* **Excerpted passage**:
++++++++++++++++++++
Posted in EHRs

Providers spend more time in front of computers than patients, study concludes

Chris Nerney
Chris Nerney, Contributing Writer |
Providers spend more time in front of computers than patients, study concludes

Primary care physicians spend more than half of their workdays in front of computer screens, reducing the amount of time they spend with patients, according to a new study by the University of Wisconsin and the American Medical Association (AMA).
During a typical 11.4-hour workday, primary care physicians spent an average of 5.9 hours on data entry and other tasks with electronic health records (EHR) systems during and after clinical hours, researchers found.
“U.S. physicians spend numerous hours daily interacting with EHR systems, contributing to work-life imbalance, dissatisfaction, high rates of attrition, and burnout rates exceeding 50 percent,” the study concluded.
The AMA long has been vocal about the growing burdens placed on physicians to digitally document patient data and meet requirements for quality reporting. The  trade group called for “an overhaul of EHR systems” in order to 1) make actionable data for patient care more accessible 2) streamline convoluted workflows to allow providers more time with patients, and 3) reduce the workdays of providers by making it simpler to meet quality reporting and documentation requirements.
“This study reveals what many primary care physicians already know – data entry tasks associated with EHR systems are significantly cutting into available time for physicians to engage with patients,” AMA President David O. Barbe said in a statement. “Unfortunately, clerical and administrative demands are not being reconciled with patient priorities and clinical workflow. Poorly designed and implemented EHRs have physicians suffering from a growing sense that they are neglecting their patients and working more outside of clinic hours as they try to keep up with an overload of type-and-click tasks.”
Researchers used EHR event logs to identify areas of EHR-related work that could be delegated to reduce workload, improve professional satisfaction, and decrease burnout. The study was published Monday in the Annals of Family Medicine.
++++++++++++++++++++
* **Information supplied**:
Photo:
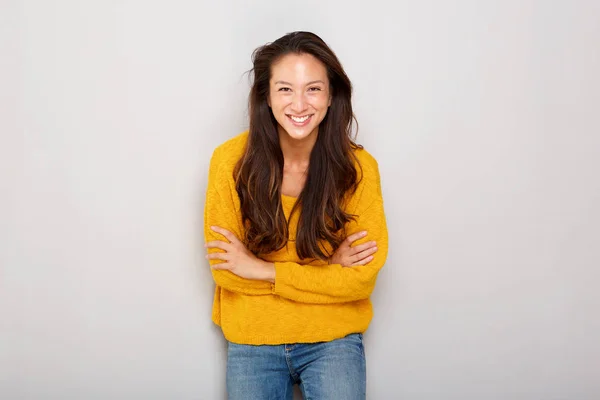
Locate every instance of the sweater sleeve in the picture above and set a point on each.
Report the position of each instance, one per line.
(334, 283)
(219, 210)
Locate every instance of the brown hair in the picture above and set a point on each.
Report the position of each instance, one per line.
(331, 173)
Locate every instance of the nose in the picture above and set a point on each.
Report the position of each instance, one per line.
(298, 103)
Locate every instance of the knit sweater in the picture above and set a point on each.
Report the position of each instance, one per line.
(309, 301)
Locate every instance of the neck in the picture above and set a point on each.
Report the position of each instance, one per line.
(296, 153)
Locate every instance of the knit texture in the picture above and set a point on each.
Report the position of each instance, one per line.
(309, 302)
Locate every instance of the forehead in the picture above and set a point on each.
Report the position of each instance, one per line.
(298, 68)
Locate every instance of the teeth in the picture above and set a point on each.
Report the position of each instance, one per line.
(302, 119)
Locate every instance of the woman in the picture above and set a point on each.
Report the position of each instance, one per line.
(280, 199)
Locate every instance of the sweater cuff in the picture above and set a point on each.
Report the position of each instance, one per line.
(282, 277)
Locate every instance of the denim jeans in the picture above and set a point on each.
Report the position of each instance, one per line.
(325, 371)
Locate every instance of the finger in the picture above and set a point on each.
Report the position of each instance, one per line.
(228, 235)
(362, 247)
(363, 261)
(218, 256)
(218, 244)
(366, 253)
(355, 236)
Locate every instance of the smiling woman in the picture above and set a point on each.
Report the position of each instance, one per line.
(295, 230)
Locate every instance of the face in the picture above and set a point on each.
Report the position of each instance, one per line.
(299, 95)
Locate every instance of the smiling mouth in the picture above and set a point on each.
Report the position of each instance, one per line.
(299, 120)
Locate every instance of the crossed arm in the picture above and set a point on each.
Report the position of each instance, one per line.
(349, 276)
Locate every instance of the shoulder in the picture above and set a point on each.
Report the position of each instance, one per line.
(368, 165)
(231, 150)
(369, 186)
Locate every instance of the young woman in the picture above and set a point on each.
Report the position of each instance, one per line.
(295, 231)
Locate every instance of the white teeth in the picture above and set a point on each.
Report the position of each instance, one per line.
(299, 119)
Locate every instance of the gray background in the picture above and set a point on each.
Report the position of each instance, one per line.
(484, 117)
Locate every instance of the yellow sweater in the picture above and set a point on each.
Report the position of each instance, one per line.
(308, 302)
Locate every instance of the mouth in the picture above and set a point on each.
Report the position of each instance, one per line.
(299, 120)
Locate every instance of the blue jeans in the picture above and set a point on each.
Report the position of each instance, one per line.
(325, 371)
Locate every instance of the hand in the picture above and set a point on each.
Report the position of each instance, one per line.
(238, 259)
(349, 256)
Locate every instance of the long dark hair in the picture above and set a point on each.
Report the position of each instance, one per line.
(332, 175)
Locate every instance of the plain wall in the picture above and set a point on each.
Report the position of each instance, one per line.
(484, 117)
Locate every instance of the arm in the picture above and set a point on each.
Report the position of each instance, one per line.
(334, 283)
(219, 210)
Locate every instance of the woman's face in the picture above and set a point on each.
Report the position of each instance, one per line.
(299, 94)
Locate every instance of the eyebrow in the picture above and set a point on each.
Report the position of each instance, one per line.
(309, 83)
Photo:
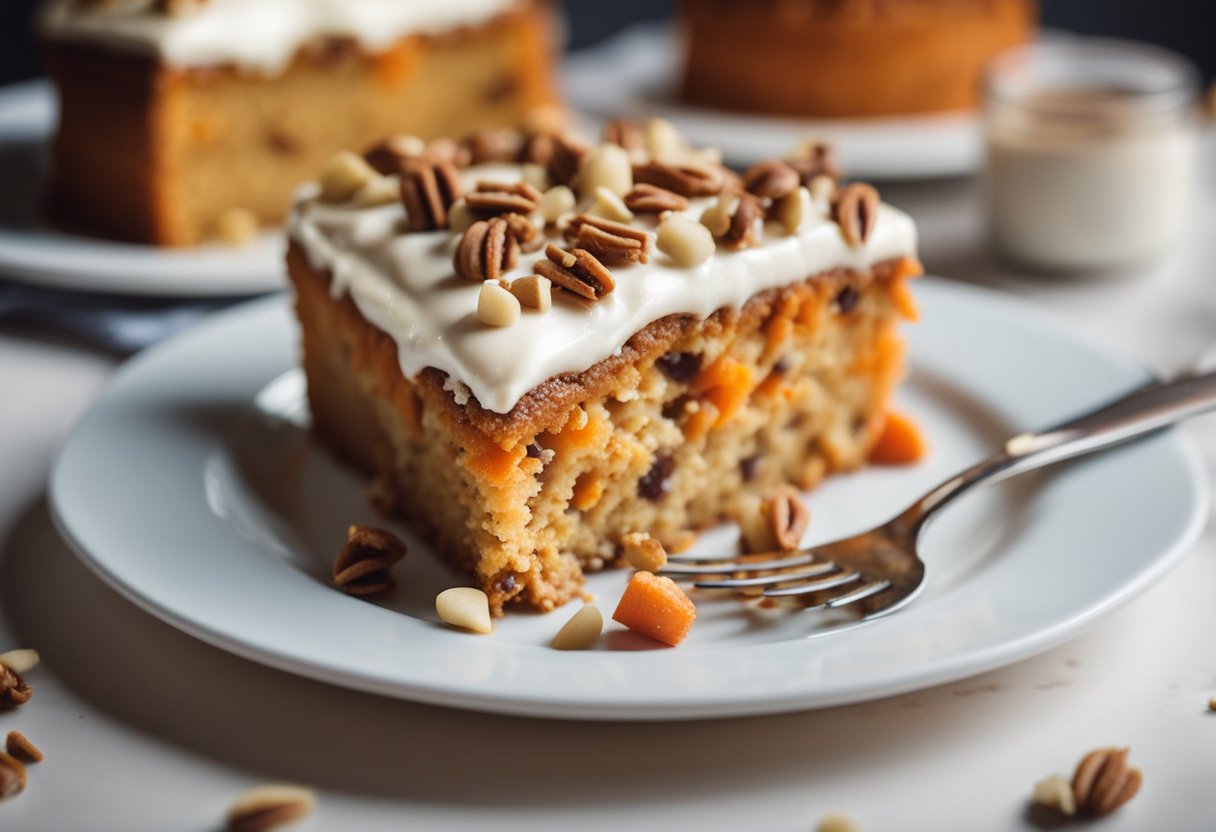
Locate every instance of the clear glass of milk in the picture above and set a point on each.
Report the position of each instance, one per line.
(1092, 153)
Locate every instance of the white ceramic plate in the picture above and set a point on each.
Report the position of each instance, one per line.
(635, 74)
(38, 253)
(193, 488)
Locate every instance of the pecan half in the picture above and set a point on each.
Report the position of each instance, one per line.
(20, 746)
(365, 563)
(855, 209)
(428, 192)
(576, 271)
(626, 134)
(12, 775)
(1103, 781)
(494, 198)
(771, 179)
(613, 243)
(493, 145)
(487, 251)
(814, 159)
(392, 153)
(13, 690)
(269, 807)
(646, 198)
(687, 180)
(788, 518)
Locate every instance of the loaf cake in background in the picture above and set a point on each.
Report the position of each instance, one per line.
(845, 57)
(545, 344)
(180, 119)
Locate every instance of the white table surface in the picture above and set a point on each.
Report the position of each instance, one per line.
(146, 729)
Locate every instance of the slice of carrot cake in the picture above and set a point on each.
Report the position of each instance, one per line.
(539, 344)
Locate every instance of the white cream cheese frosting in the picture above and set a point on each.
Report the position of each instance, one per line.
(258, 34)
(405, 285)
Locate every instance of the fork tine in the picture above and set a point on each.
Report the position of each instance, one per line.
(812, 586)
(769, 580)
(690, 566)
(861, 592)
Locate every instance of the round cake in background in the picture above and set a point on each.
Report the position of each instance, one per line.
(845, 57)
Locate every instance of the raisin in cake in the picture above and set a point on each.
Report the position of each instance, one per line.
(183, 121)
(556, 344)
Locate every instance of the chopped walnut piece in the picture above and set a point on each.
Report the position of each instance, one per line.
(735, 219)
(855, 209)
(428, 191)
(487, 251)
(20, 746)
(578, 271)
(365, 563)
(687, 180)
(389, 155)
(1103, 781)
(613, 243)
(646, 198)
(788, 518)
(269, 807)
(771, 179)
(686, 241)
(12, 776)
(534, 292)
(643, 552)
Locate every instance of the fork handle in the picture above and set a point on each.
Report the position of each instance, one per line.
(1143, 410)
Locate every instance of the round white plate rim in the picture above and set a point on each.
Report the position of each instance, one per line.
(63, 260)
(607, 704)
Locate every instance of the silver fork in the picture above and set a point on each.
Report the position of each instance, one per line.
(879, 571)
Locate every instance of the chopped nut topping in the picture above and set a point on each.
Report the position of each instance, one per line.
(343, 175)
(465, 607)
(1056, 792)
(791, 209)
(494, 198)
(686, 241)
(1103, 781)
(771, 179)
(815, 158)
(735, 219)
(269, 807)
(613, 243)
(687, 180)
(534, 292)
(581, 631)
(496, 305)
(13, 690)
(606, 167)
(12, 776)
(389, 155)
(609, 206)
(578, 271)
(643, 552)
(788, 518)
(646, 198)
(236, 226)
(625, 134)
(365, 563)
(487, 251)
(20, 746)
(428, 192)
(855, 209)
(493, 145)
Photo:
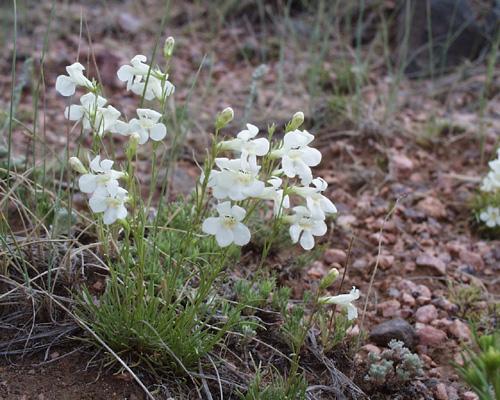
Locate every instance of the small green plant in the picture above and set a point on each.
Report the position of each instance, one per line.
(394, 368)
(481, 367)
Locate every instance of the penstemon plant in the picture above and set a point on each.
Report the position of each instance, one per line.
(161, 303)
(487, 203)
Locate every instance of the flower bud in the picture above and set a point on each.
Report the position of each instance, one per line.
(168, 48)
(329, 278)
(296, 122)
(224, 118)
(77, 165)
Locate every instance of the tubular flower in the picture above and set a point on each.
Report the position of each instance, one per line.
(66, 84)
(142, 79)
(112, 204)
(136, 71)
(227, 227)
(490, 216)
(248, 148)
(318, 204)
(275, 193)
(102, 180)
(235, 182)
(345, 301)
(93, 115)
(304, 227)
(297, 157)
(146, 126)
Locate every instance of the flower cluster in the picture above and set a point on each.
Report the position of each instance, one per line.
(241, 179)
(491, 186)
(101, 182)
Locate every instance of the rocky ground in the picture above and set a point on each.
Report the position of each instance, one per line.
(402, 184)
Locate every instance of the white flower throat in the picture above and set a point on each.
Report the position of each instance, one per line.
(229, 221)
++++++++++++++++++++
* **Prompt**: Reproduce the passage of the study report on physicians' EHR workload that lies between "Primary care physicians spend" and "the study concluded.", inclusive. Rely solely on the text itself for what comes next, and disregard the entries.

* **Solution for this problem**:
Primary care physicians spend more than half of their workdays in front of computer screens, reducing the amount of time they spend with patients, according to a new study by the University of Wisconsin and the American Medical Association (AMA).
During a typical 11.4-hour workday, primary care physicians spent an average of 5.9 hours on data entry and other tasks with electronic health records (EHR) systems during and after clinical hours, researchers found.
“U.S. physicians spend numerous hours daily interacting with EHR systems, contributing to work-life imbalance, dissatisfaction, high rates of attrition, and burnout rates exceeding 50 percent,” the study concluded.